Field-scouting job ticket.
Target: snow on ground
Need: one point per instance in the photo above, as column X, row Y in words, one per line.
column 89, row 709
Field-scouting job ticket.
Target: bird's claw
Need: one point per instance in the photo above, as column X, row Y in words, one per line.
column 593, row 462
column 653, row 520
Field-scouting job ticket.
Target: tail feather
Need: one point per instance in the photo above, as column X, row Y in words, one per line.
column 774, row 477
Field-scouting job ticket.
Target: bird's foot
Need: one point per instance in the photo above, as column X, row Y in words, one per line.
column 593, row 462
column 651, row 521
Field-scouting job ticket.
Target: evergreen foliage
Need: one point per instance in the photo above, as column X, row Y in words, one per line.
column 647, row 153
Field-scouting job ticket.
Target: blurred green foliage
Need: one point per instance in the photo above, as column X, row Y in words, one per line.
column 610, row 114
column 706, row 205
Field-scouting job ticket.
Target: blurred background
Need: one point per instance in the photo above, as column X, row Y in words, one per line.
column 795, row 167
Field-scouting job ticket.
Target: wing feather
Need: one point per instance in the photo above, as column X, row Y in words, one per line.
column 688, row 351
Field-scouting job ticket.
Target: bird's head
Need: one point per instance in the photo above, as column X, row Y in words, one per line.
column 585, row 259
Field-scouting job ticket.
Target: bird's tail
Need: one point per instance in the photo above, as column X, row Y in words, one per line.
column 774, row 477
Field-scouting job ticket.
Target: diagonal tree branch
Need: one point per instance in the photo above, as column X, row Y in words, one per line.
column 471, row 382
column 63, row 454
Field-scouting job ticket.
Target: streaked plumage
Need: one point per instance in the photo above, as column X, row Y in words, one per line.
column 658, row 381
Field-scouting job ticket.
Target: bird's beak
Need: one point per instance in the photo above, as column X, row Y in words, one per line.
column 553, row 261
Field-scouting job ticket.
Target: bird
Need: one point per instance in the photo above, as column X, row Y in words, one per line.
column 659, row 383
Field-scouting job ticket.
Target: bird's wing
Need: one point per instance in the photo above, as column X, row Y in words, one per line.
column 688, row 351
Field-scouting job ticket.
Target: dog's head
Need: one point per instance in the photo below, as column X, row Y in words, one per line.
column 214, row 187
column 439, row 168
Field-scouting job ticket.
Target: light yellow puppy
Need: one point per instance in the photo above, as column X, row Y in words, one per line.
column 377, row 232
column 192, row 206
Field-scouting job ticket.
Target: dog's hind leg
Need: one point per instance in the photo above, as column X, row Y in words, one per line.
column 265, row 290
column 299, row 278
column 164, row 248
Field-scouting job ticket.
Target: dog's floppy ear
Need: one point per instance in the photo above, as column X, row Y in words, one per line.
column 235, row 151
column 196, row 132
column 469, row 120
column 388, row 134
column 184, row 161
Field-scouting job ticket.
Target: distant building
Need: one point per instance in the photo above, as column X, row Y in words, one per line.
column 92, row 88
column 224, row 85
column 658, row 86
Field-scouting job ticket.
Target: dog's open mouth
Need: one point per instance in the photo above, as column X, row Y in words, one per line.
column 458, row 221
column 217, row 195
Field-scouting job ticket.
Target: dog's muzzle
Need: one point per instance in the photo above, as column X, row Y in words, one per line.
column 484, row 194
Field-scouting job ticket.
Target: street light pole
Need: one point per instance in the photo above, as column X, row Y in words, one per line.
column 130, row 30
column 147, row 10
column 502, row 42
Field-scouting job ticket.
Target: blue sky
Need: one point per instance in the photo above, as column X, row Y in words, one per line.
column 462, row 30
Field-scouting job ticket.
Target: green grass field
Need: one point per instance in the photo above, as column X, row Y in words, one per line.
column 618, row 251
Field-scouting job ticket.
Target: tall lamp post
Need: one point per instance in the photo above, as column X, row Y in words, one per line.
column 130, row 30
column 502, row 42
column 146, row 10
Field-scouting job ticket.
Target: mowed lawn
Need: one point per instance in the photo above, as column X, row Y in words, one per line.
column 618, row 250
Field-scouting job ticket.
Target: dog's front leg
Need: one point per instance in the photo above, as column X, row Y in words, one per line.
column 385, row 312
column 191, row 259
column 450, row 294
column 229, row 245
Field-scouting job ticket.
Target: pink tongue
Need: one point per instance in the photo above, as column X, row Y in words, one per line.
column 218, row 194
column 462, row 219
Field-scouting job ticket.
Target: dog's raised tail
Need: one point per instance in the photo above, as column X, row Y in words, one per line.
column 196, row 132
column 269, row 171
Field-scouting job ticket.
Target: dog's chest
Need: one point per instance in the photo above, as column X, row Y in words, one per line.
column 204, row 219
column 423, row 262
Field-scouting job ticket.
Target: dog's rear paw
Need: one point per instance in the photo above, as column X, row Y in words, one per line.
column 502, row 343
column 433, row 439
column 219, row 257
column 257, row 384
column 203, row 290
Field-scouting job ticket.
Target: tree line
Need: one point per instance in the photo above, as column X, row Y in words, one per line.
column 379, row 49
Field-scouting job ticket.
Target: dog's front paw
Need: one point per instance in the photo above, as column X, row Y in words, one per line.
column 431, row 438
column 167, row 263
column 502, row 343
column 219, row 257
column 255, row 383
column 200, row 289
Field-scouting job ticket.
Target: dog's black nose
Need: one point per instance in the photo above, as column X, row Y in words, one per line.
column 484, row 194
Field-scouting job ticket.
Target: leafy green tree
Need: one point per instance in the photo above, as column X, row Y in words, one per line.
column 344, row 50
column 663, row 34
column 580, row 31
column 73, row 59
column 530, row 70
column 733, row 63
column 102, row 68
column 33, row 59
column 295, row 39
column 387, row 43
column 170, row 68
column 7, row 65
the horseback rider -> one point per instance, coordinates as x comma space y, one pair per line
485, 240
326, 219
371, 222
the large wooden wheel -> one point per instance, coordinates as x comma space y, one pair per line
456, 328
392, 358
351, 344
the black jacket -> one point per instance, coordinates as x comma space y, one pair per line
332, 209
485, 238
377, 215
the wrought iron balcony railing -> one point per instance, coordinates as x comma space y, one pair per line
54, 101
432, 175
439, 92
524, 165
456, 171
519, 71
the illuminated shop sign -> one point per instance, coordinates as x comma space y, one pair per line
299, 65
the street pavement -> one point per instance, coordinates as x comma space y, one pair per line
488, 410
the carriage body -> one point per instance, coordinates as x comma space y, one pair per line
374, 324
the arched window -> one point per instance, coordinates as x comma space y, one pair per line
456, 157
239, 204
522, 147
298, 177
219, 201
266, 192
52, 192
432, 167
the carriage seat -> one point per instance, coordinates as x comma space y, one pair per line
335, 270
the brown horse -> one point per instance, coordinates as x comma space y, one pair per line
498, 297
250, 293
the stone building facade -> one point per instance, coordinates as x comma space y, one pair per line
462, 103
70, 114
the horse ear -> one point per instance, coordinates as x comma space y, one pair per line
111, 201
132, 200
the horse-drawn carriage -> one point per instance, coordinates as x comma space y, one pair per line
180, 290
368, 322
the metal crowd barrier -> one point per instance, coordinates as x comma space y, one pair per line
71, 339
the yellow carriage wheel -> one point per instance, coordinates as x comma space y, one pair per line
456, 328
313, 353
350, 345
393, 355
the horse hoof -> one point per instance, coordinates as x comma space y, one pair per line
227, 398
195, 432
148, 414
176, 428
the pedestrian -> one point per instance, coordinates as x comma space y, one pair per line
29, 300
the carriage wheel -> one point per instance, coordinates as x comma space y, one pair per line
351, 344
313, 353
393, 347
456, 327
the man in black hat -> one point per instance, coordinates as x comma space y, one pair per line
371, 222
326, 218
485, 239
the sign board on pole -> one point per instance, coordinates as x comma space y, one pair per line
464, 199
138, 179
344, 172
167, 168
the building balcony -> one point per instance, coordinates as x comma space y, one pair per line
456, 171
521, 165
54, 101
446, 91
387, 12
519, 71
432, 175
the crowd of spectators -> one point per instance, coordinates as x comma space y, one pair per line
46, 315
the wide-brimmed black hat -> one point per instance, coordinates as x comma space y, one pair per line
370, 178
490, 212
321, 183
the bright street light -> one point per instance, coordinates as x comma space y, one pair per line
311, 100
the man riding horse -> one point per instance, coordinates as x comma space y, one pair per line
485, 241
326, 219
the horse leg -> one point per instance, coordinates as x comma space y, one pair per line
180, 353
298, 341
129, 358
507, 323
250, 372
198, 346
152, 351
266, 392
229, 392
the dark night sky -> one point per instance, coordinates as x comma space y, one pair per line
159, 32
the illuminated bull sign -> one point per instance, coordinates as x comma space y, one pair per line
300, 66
● ● ● ● ● ● ●
=== WORK ORDER ===
Given the data above, transcribe exactly the lines from the one containing "Target: pink tongue" down to the one containing "Target: dog's raised tail", and no others.

=== RESULT OF THIS EXERCISE ===
Target: pink tongue
Need: one point per instance in the photo above, as column X, row Y in words, one per line.
column 218, row 194
column 462, row 219
Field-scouting job ticket.
Target: dog's raised tail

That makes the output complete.